__GIVEN PASSAGE__.
=== Begin Enclosure ===

Hickory Record reports the 16-year lease provides Apple with about 3.7 acres on the Blackburn Resource Recovery Facility in Newton, North Carolina. It also gives Apple the option for a five-year extension. Quadrogen Power Systems will treat the landfill methane.

Lux Research’s Victor Oh notes Maiden, North Carolina, in Catawba County, is the site of one of Apple’s large datacenters, currently powered by biogas fuel cells and three solar arrays. Oh says Apple may plan to use the landfill gas to power this facility.

“Apple’s plans to build a waste-to-energy facility is not actually that surprising,” Oh told Environmental Leader. “This is a trend that we’ve seen coming since the build-up to and follow-ups after the 21st Conference of Parties (COP21) in Paris late last year. While governments have made commitments to reduce CO2 emissions at the country-wide level, industry leaders have also made investments in renewable energy under their own company initiatives.”

=== End Enclosure ===

__SUPPLIED INFORMATION__.
=== Begin Enclosure ===

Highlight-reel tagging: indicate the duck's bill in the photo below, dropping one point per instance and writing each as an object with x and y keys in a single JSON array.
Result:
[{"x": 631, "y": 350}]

=== End Enclosure ===

__WHAT NEEDS TO BE DONE__.
Reproduce the passage about Apple's landfill gas lease in Newton, North Carolina, word for word.

__ANSWER SECTION__.
Hickory Record reports the 16-year lease provides Apple with about 3.7 acres on the Blackburn Resource Recovery Facility in Newton, North Carolina. It also gives Apple the option for a five-year extension. Quadrogen Power Systems will treat the landfill methane.

Lux Research’s Victor Oh notes Maiden, North Carolina, in Catawba County, is the site of one of Apple’s large datacenters, currently powered by biogas fuel cells and three solar arrays. Oh says Apple may plan to use the landfill gas to power this facility.

“Apple’s plans to build a waste-to-energy facility is not actually that surprising,” Oh told Environmental Leader. “This is a trend that we’ve seen coming since the build-up to and follow-ups after the 21st Conference of Parties (COP21) in Paris late last year. While governments have made commitments to reduce CO2 emissions at the country-wide level, industry leaders have also made investments in renewable energy under their own company initiatives.”